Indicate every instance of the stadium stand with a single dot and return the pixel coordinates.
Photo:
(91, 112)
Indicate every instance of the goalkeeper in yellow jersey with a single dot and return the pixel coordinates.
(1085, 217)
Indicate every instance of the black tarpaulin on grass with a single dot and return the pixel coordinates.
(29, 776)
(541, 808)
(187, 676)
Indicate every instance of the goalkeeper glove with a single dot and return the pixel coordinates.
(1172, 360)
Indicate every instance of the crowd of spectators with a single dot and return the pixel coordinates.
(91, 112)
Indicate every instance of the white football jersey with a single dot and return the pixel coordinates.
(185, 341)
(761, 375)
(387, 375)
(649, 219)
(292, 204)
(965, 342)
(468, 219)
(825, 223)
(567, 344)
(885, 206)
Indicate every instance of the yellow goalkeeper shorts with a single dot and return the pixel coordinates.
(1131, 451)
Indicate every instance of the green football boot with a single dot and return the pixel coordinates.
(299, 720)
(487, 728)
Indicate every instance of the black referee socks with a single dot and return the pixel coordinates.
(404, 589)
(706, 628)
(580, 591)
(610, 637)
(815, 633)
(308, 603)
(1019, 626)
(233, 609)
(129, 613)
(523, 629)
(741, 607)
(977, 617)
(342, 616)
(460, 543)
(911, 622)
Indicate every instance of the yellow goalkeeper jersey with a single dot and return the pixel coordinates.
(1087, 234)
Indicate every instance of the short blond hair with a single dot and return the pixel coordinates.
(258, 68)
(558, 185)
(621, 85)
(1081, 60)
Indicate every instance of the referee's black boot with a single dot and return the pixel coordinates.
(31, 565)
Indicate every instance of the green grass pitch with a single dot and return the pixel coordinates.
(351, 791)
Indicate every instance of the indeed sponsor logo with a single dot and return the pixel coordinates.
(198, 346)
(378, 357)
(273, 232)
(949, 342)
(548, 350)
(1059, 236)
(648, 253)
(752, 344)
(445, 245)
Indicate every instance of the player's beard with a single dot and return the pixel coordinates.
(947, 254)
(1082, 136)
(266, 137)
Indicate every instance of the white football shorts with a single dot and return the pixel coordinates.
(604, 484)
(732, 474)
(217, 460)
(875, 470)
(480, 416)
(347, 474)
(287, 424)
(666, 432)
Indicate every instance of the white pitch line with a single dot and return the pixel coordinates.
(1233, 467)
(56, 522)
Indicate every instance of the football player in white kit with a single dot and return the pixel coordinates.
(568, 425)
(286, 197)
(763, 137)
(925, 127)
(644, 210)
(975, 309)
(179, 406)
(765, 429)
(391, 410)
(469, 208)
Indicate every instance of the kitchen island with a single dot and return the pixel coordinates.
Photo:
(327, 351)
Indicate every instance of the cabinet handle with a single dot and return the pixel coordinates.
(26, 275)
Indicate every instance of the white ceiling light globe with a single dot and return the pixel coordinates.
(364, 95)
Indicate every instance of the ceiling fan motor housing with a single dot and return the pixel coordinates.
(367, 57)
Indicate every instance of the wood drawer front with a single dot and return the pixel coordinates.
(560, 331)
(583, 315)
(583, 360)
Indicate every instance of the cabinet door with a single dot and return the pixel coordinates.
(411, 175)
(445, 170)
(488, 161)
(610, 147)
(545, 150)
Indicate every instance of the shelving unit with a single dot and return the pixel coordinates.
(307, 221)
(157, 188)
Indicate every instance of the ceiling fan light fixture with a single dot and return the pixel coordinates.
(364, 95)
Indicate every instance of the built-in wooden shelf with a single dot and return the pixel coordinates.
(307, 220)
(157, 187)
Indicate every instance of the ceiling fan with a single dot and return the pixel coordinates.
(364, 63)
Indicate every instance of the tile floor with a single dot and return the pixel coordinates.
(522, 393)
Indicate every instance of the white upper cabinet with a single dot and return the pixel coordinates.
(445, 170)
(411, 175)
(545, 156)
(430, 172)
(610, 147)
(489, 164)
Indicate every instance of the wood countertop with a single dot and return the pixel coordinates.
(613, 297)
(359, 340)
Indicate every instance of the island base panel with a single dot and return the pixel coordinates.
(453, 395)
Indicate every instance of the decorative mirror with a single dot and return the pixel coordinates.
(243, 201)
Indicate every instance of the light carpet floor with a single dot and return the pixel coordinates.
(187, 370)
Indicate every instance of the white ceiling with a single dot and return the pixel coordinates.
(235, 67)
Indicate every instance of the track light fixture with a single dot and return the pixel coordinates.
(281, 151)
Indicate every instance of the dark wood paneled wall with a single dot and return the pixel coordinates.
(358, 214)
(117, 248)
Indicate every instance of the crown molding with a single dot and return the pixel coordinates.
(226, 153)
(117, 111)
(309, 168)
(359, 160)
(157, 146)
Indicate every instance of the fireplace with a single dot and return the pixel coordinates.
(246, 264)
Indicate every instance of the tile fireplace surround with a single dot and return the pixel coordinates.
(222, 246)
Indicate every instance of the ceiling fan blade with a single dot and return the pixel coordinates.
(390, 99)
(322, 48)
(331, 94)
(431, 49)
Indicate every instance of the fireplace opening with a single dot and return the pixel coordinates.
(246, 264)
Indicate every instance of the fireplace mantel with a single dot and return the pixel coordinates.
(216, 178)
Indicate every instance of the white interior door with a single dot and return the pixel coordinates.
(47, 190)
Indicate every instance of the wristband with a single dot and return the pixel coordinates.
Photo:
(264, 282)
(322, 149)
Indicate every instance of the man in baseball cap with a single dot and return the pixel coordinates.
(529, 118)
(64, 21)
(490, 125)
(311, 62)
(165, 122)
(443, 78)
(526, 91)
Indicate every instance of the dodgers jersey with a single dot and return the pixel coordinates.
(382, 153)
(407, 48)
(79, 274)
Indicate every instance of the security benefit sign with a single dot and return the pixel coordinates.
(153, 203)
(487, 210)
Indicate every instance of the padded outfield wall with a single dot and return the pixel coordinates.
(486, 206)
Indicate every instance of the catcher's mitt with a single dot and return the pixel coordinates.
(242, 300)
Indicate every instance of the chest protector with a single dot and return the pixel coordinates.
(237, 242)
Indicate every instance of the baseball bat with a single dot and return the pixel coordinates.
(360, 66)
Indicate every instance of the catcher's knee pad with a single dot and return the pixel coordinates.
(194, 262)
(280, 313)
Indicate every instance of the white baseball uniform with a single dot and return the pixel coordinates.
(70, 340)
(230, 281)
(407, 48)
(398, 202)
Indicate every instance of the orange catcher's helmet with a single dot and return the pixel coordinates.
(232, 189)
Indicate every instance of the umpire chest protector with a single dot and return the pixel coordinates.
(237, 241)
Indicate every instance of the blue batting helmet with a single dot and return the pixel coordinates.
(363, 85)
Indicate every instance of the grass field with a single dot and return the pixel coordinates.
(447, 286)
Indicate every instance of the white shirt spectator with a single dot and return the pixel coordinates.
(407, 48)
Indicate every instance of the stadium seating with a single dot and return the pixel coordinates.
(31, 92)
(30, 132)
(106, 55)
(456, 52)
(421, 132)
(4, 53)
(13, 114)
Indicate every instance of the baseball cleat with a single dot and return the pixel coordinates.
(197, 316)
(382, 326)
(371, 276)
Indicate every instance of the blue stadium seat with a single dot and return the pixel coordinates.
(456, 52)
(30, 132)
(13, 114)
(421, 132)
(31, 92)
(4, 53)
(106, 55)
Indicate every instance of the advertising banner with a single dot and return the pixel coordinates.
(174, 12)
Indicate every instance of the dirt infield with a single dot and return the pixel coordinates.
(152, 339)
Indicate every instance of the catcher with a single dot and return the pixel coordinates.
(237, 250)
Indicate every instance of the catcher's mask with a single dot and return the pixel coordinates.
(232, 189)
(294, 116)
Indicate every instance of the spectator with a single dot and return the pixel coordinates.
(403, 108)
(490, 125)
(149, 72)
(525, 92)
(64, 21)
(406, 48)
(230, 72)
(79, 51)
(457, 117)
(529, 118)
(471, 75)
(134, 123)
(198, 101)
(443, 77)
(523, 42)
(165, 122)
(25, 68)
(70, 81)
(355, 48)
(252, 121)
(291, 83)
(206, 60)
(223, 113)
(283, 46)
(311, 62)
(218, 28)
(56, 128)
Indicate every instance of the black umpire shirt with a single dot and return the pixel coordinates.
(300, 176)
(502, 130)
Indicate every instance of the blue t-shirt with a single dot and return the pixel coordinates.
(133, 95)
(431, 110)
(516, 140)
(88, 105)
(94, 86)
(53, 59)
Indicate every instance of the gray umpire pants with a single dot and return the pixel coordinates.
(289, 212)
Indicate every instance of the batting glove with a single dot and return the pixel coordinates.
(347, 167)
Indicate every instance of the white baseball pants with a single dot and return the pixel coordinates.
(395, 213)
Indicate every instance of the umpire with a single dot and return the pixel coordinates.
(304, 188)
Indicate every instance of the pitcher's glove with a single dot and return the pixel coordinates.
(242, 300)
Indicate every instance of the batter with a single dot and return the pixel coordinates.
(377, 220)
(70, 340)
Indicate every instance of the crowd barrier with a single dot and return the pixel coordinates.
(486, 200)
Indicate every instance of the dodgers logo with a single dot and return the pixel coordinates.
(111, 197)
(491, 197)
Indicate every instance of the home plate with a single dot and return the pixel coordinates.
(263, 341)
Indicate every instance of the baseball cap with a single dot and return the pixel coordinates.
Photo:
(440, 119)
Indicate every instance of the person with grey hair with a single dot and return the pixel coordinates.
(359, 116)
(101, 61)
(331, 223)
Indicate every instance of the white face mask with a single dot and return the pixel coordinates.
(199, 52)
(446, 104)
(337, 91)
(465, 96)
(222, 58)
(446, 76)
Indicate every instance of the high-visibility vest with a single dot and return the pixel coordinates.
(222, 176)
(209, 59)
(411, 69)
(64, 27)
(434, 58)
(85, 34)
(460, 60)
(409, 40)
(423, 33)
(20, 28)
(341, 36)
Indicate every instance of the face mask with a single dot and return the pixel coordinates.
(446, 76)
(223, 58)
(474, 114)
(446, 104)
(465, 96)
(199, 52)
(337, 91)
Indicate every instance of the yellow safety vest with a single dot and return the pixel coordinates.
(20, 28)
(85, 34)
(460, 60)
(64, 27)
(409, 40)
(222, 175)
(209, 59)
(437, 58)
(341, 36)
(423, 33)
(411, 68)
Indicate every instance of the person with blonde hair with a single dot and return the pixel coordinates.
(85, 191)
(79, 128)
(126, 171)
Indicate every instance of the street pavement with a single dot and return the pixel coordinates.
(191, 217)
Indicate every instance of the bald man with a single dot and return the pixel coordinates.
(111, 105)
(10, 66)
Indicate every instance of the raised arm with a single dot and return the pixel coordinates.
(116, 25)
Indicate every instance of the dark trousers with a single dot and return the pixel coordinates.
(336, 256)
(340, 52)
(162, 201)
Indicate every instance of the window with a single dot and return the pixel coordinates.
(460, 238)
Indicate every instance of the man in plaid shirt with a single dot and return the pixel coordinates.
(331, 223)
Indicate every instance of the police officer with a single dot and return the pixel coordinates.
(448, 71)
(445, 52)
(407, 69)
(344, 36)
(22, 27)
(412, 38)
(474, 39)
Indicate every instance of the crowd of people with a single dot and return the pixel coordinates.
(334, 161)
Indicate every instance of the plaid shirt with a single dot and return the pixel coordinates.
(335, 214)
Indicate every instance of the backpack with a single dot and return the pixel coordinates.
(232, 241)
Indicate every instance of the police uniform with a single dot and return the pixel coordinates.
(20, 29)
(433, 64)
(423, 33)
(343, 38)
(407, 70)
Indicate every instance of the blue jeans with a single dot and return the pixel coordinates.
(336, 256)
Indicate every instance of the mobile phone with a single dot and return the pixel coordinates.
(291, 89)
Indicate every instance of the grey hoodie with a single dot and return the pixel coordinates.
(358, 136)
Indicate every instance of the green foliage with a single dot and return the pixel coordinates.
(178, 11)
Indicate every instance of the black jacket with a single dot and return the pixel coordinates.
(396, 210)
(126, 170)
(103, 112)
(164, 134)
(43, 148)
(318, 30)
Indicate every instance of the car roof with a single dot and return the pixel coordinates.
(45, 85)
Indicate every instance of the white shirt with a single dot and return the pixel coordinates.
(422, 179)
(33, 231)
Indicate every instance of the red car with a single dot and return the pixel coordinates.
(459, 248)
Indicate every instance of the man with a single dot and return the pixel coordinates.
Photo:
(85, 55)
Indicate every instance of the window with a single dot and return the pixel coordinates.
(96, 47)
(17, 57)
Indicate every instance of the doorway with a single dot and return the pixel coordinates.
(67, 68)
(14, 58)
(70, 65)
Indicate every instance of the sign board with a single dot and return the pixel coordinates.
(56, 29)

= = = = =

Could you print the rows from the one containing "Indicate every instance of the doorway" through the final row, both included, keeping every line unchanged?

### Answer for this exercise
Indicate every instance of the doorway with a single dot and return the pixel coordinates.
(67, 68)
(14, 58)
(70, 65)
Indicate every instance of the sign board with a single dot and return the pixel coordinates.
(56, 29)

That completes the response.